▶ **Directions for this task**
Copy out everything in the lines below, from the line containing "wood cabinet in the photo above." down to the final line, both included, without changing anything.

** START OF Dataset content **

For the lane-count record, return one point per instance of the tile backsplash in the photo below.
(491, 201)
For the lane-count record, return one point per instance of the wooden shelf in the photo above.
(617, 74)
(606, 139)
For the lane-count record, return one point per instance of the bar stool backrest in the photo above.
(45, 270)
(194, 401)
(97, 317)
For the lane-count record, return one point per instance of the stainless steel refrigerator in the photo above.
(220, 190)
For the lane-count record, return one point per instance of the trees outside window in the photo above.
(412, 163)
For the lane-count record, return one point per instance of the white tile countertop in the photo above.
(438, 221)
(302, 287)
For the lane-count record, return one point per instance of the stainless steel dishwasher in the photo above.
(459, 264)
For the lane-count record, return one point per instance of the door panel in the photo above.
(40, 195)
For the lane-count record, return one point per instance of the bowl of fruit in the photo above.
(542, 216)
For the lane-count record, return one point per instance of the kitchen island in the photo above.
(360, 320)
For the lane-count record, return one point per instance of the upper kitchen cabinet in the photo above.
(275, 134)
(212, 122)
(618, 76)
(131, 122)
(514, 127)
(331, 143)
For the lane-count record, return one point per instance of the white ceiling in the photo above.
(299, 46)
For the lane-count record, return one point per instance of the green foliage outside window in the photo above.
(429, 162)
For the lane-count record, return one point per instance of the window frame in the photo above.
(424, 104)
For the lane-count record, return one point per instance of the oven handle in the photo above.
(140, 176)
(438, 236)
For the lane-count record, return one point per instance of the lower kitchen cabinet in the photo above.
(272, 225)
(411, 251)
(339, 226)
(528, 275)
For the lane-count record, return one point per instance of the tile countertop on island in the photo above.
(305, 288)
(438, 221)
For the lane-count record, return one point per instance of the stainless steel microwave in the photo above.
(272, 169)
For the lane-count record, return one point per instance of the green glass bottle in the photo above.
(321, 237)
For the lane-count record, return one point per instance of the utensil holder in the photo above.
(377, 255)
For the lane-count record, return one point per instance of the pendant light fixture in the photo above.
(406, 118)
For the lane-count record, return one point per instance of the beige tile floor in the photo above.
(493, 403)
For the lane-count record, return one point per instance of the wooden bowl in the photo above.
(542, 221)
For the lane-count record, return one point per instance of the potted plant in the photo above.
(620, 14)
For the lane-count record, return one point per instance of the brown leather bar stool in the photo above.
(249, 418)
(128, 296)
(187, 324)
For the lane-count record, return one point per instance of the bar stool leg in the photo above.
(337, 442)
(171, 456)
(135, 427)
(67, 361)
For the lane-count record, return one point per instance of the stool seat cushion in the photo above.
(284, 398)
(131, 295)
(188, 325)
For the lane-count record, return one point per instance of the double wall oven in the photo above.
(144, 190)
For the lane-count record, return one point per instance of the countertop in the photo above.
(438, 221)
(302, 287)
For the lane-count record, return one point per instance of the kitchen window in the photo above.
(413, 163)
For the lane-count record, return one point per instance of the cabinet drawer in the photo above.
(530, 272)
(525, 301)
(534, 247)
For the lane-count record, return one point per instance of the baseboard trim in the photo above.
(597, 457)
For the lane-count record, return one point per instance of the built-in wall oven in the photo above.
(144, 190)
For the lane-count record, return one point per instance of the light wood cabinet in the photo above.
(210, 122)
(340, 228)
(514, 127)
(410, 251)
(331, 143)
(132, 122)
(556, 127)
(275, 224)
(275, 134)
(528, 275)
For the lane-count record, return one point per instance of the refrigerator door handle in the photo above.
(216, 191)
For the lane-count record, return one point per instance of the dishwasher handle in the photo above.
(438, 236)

** END OF Dataset content **

▶ **Exercise answer**
For the lane-count record, return one point per instance of the light wood cabinet in the photo above.
(210, 122)
(340, 228)
(514, 127)
(410, 251)
(331, 143)
(132, 122)
(556, 127)
(275, 224)
(275, 134)
(528, 275)
For the lane-count record, return one point per instance of the refrigerator door handle in the photo above.
(216, 191)
For the lane-count record, return one point per instance of the dishwasher handle in the photo above.
(438, 236)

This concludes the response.